WHAT TO DO:
Copy the material below word for word, leaving every line unchanged.

-- start DATASET ENTRIES --

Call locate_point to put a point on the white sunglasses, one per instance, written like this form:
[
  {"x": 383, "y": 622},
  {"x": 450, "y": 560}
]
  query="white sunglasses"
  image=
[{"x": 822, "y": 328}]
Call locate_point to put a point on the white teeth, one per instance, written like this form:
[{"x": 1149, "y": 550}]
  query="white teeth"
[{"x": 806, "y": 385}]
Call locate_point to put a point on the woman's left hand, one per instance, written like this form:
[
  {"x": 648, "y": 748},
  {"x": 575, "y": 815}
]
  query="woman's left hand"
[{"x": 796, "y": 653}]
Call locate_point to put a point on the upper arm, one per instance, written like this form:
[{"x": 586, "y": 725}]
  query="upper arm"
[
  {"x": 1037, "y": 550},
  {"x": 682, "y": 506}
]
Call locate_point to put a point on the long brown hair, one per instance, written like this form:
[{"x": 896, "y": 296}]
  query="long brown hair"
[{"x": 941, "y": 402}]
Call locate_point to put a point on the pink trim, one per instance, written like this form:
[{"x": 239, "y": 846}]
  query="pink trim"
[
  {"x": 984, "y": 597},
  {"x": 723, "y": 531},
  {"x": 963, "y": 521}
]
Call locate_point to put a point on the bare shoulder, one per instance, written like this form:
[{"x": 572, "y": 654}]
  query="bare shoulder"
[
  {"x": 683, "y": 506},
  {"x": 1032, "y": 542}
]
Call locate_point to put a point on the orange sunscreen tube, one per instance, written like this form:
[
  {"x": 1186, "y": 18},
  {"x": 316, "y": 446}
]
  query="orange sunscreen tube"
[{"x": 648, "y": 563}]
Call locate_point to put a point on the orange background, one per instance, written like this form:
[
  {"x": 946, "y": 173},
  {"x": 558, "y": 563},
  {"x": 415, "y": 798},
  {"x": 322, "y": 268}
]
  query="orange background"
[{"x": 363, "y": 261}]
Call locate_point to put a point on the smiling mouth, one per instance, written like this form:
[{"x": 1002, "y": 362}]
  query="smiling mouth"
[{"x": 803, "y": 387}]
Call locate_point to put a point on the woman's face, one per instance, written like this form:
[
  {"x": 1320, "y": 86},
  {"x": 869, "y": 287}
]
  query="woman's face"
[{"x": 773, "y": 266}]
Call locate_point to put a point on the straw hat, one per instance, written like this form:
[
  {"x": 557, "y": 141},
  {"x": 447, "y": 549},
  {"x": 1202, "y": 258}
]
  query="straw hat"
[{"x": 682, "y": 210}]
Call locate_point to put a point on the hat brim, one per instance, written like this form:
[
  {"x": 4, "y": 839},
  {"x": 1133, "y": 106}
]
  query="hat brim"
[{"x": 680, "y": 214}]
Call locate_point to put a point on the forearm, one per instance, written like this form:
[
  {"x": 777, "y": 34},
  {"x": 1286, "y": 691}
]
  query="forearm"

-- end DATASET ENTRIES --

TASK RESPONSE:
Call locate_point to put a point on the white sunglasses, one per instance, written like this form:
[
  {"x": 383, "y": 622},
  {"x": 450, "y": 560}
]
  query="white sunglasses"
  image=
[{"x": 822, "y": 328}]
Call locate_point to put a point on the white teeth, one per instance, written like this form:
[{"x": 1149, "y": 550}]
  query="white teeth"
[{"x": 806, "y": 385}]
Call locate_point to put a point on the woman's left hand, one per instance, written like this form:
[
  {"x": 648, "y": 748},
  {"x": 575, "y": 815}
]
  query="woman's left hand"
[{"x": 796, "y": 653}]
Call locate_point to put a point on the upper arm, one per instance, written like this form:
[{"x": 586, "y": 725}]
  query="upper arm"
[
  {"x": 1037, "y": 550},
  {"x": 682, "y": 506}
]
Call locate_point to put a point on the long brown hair, one per instance, written like this form:
[{"x": 896, "y": 296}]
  query="long brown hair"
[{"x": 941, "y": 402}]
Call locate_point to put a point on the pink trim, one per instance, written like this form:
[{"x": 239, "y": 846}]
  query="pink trim"
[
  {"x": 984, "y": 597},
  {"x": 723, "y": 531},
  {"x": 963, "y": 521}
]
Call locate_point to put a point on the bare shoulder, one per instance, written like this form:
[{"x": 572, "y": 654}]
  query="bare shoulder"
[
  {"x": 683, "y": 506},
  {"x": 1032, "y": 542}
]
Call locate_point to put a point on the orange sunscreen tube, one per instance, written like this form:
[
  {"x": 1186, "y": 18},
  {"x": 316, "y": 446}
]
  query="orange sunscreen tube"
[{"x": 648, "y": 563}]
Call locate_point to put a point on the orange background, one per instance, written like this form:
[
  {"x": 946, "y": 173},
  {"x": 558, "y": 563},
  {"x": 415, "y": 798},
  {"x": 322, "y": 268}
]
  query="orange background"
[{"x": 363, "y": 261}]
Call locate_point to put a point on the smiling mouth, one per instance, written like this form:
[{"x": 1002, "y": 362}]
  query="smiling mouth"
[{"x": 803, "y": 387}]
Call locate_point to put a point on the woman's face, one per instance, written like this form:
[
  {"x": 1320, "y": 86},
  {"x": 869, "y": 287}
]
  query="woman's face"
[{"x": 773, "y": 266}]
Call locate_point to put a point on the straw hat, one per instance, written like this form:
[
  {"x": 557, "y": 141},
  {"x": 447, "y": 549},
  {"x": 1202, "y": 258}
]
  query="straw hat"
[{"x": 682, "y": 210}]
Call locate_point to put a point on the hat brim, one per instance, written like this form:
[
  {"x": 4, "y": 839},
  {"x": 1133, "y": 106}
]
  query="hat brim"
[{"x": 680, "y": 214}]
Call locate_point to put a point on the forearm, one per instance, written like this form:
[
  {"x": 777, "y": 34},
  {"x": 1286, "y": 691}
]
  query="forearm"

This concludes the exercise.